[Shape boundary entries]
════════

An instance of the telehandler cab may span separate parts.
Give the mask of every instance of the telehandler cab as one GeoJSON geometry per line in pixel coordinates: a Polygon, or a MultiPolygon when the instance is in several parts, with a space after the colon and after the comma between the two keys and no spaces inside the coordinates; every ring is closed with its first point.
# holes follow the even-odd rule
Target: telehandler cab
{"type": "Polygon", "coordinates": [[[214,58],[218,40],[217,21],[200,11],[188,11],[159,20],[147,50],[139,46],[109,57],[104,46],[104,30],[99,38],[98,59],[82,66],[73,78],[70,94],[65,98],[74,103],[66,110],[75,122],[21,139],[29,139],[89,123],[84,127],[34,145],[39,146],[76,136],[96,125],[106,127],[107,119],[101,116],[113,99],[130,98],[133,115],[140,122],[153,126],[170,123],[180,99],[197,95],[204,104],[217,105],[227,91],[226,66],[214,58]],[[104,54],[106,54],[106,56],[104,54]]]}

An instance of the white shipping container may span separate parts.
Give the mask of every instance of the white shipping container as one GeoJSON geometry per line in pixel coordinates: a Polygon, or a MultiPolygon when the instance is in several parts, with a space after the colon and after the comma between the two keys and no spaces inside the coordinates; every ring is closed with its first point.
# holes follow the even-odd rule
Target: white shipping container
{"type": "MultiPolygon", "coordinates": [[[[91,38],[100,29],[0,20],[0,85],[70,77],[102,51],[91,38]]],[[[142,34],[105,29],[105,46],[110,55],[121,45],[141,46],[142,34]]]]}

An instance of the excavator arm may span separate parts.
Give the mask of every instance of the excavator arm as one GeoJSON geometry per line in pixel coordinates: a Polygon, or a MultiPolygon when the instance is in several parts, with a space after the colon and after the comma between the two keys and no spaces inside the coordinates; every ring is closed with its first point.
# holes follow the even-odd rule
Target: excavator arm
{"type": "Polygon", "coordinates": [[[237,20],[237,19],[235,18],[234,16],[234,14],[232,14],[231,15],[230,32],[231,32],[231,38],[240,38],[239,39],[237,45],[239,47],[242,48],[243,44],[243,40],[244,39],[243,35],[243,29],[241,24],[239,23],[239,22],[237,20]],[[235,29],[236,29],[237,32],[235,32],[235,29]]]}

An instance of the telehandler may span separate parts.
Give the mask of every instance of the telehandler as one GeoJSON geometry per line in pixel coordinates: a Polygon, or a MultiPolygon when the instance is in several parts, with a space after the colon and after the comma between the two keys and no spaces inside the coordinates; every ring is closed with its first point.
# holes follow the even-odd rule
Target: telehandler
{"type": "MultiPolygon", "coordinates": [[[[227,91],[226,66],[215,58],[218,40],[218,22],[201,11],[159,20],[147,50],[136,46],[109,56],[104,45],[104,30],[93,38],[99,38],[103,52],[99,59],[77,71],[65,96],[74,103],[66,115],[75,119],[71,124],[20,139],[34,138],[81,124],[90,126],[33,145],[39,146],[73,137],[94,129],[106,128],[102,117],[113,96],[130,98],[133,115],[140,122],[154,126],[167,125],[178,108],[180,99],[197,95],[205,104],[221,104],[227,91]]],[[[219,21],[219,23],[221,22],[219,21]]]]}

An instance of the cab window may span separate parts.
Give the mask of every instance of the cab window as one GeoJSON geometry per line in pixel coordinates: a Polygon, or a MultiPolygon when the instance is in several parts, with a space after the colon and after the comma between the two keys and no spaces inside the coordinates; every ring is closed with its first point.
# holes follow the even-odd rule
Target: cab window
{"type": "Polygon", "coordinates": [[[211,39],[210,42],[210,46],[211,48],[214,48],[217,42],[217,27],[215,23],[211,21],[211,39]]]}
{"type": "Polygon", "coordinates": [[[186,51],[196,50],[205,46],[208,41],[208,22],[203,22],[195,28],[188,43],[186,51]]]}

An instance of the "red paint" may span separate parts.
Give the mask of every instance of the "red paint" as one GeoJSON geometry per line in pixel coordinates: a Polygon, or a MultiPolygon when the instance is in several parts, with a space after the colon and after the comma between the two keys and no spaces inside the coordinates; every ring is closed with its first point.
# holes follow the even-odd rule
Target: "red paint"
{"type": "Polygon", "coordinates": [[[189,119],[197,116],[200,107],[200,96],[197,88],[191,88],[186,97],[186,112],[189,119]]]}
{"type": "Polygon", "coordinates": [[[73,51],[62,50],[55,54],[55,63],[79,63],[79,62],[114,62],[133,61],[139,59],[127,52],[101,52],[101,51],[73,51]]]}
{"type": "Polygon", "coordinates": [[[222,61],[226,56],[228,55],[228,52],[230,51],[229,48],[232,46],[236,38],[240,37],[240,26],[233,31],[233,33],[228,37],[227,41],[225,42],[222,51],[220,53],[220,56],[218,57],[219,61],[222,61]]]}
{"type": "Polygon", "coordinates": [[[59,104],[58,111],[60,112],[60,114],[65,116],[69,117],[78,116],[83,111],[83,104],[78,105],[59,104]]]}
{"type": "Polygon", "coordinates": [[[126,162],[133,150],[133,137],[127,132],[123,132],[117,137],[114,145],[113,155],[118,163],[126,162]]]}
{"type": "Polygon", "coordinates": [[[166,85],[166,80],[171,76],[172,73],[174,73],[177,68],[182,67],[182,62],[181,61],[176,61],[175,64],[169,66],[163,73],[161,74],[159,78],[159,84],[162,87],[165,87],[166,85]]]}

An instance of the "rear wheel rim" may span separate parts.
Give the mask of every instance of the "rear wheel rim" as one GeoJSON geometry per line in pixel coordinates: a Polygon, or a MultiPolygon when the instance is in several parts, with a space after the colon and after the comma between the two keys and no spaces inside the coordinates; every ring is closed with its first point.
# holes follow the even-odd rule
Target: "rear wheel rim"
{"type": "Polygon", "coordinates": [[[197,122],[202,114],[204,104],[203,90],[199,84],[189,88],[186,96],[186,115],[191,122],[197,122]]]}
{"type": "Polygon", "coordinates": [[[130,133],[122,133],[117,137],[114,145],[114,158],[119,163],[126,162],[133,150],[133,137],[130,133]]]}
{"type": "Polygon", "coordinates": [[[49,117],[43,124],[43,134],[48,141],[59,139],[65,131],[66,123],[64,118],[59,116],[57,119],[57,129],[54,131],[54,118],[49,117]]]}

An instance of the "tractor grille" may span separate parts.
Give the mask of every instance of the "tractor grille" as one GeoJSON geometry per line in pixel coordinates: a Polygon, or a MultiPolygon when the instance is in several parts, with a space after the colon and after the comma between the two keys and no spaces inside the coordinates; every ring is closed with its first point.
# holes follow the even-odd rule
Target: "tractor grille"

════════

▶ What you have to do: Reproduce all of the lines above with each occurrence of "pixel coordinates" replaced by "image coordinates". Keep everything else unchanged.

▶ The solution:
An instance of the telehandler cab may span separate parts.
Give the mask of every instance of the telehandler cab as one GeoJSON geometry per line in image coordinates: a Polygon, or a MultiPolygon when the instance is in several parts, with a space after the colon and after the comma between the two keys and no spaces inside the coordinates; every ring is closed with its first point.
# holes follow the even-odd rule
Target: telehandler cab
{"type": "Polygon", "coordinates": [[[214,58],[218,40],[217,21],[200,11],[188,11],[159,20],[147,50],[139,46],[109,57],[104,46],[104,30],[99,38],[98,59],[82,66],[73,78],[70,94],[65,98],[74,103],[66,110],[75,122],[21,139],[29,139],[89,123],[84,127],[34,145],[39,146],[76,136],[96,125],[106,127],[107,119],[101,116],[113,99],[130,98],[133,115],[140,122],[153,126],[170,123],[180,99],[197,95],[204,104],[217,105],[227,91],[226,66],[214,58]],[[104,54],[106,54],[106,56],[104,54]]]}

An instance of the white shipping container may span separate parts.
Give the mask of every instance of the white shipping container as one GeoJSON geometry per line in image coordinates: a Polygon, or a MultiPolygon when the instance is in several parts, with a space after the colon and after the comma between the two keys and no spaces inside the coordinates; every ring is closed with its first point.
# holes follow the even-odd rule
Target: white shipping container
{"type": "MultiPolygon", "coordinates": [[[[91,38],[100,29],[0,20],[0,85],[70,77],[102,51],[91,38]]],[[[142,34],[105,29],[105,46],[110,55],[121,45],[141,46],[142,34]]]]}

An instance of the excavator arm may span separate parts.
Give the mask of every instance of the excavator arm as one GeoJSON geometry per line in image coordinates: a Polygon, or a MultiPolygon when the instance is in several parts, with a space after the colon and after the comma between the two keys and no spaces inside the coordinates; every ring is closed with its first point.
# holes follow the even-odd rule
Target: excavator arm
{"type": "Polygon", "coordinates": [[[237,20],[237,19],[235,18],[234,16],[234,14],[232,14],[231,15],[230,32],[231,32],[231,38],[240,38],[239,39],[237,45],[239,47],[242,48],[243,44],[243,40],[244,39],[243,35],[243,29],[241,24],[239,23],[239,22],[237,20]],[[235,29],[236,29],[237,32],[235,32],[235,29]]]}

An instance of the telehandler may span separate parts.
Give the mask of every instance of the telehandler as one GeoJSON geometry per line in image coordinates: a Polygon, or a MultiPolygon when the instance is in several parts, with a space after the colon and after the comma between the two keys and no spaces inside the coordinates; every ring is closed with its first point.
# holes follow the even-odd rule
Target: telehandler
{"type": "MultiPolygon", "coordinates": [[[[227,91],[226,66],[215,58],[218,40],[218,22],[201,11],[159,20],[147,50],[136,46],[109,56],[104,45],[104,30],[93,38],[99,38],[103,52],[99,59],[77,71],[65,96],[74,103],[66,115],[75,119],[71,124],[20,139],[34,138],[81,124],[90,126],[33,145],[39,146],[73,137],[94,129],[106,128],[102,117],[113,96],[130,98],[133,115],[140,122],[154,126],[167,125],[178,108],[180,99],[197,95],[205,104],[221,104],[227,91]]],[[[219,21],[219,23],[221,22],[219,21]]]]}

An instance of the cab window may span separate parts.
Give the mask of every instance of the cab window as one GeoJSON geometry per line in image coordinates: a Polygon, or a MultiPolygon when the instance is in several parts, with a space after the colon and after the comma between the two keys and no spaces inside the coordinates; every ring is closed with its first point.
# holes follow the even-odd rule
Target: cab window
{"type": "Polygon", "coordinates": [[[211,39],[210,42],[210,46],[211,48],[214,48],[217,42],[217,27],[215,23],[211,21],[211,39]]]}
{"type": "Polygon", "coordinates": [[[186,51],[196,50],[205,46],[208,41],[208,22],[203,22],[195,28],[188,43],[186,51]]]}

An instance of the "red paint" may span separate parts.
Give the mask of every instance of the "red paint" as one GeoJSON geometry per line in image coordinates: a Polygon, or a MultiPolygon when the instance is in several parts, with a space after the colon and after the comma between the two keys and no spaces inside the coordinates; every ring is closed with its first point.
# holes follow the even-odd rule
Target: "red paint"
{"type": "Polygon", "coordinates": [[[189,119],[197,116],[200,107],[200,96],[197,88],[191,88],[186,97],[186,112],[189,119]]]}
{"type": "Polygon", "coordinates": [[[73,51],[62,50],[55,54],[55,63],[79,63],[79,62],[114,62],[133,61],[139,59],[127,52],[101,52],[101,51],[73,51]]]}
{"type": "Polygon", "coordinates": [[[222,61],[226,56],[228,55],[228,52],[230,51],[229,48],[232,46],[236,38],[240,37],[240,26],[233,31],[233,33],[228,37],[227,41],[225,42],[222,51],[220,53],[220,56],[218,57],[219,61],[222,61]]]}
{"type": "Polygon", "coordinates": [[[59,104],[58,111],[60,112],[60,114],[65,116],[69,117],[78,116],[83,111],[83,104],[78,105],[59,104]]]}
{"type": "Polygon", "coordinates": [[[126,162],[133,150],[133,137],[127,132],[123,132],[117,137],[114,145],[113,155],[118,163],[126,162]]]}
{"type": "Polygon", "coordinates": [[[166,85],[166,80],[171,76],[172,73],[174,73],[177,68],[182,67],[182,62],[181,61],[176,61],[175,64],[169,66],[163,73],[161,74],[159,78],[159,84],[162,87],[165,87],[166,85]]]}

An instance of the "rear wheel rim" may span separate parts.
Give the mask of every instance of the "rear wheel rim" as one GeoJSON geometry per line in image coordinates: a Polygon, or a MultiPolygon when the instance is in several parts, with a space after the colon and after the comma between the two keys and no spaces inside the coordinates; every ring is closed with its first point.
# holes follow the even-odd rule
Target: "rear wheel rim"
{"type": "Polygon", "coordinates": [[[197,122],[202,114],[204,104],[203,90],[199,84],[189,88],[186,96],[186,115],[191,122],[197,122]]]}
{"type": "Polygon", "coordinates": [[[130,133],[122,133],[117,137],[114,145],[114,158],[119,163],[126,162],[133,150],[133,137],[130,133]]]}
{"type": "Polygon", "coordinates": [[[49,117],[43,124],[43,134],[48,141],[59,139],[65,131],[66,123],[64,118],[59,116],[57,119],[57,129],[54,131],[54,118],[49,117]]]}

An instance of the "tractor grille" may span separate parts.
Give the mask of every instance of the "tractor grille" as one GeoJSON geometry per line in image coordinates: a Polygon, or a MultiPolygon when the instance is in several parts, with a space after the colon and after the comma between the two keys and no spaces inside the coordinates; every ring is closed with its first point.
# holes follow the even-odd rule
Target: "tractor grille"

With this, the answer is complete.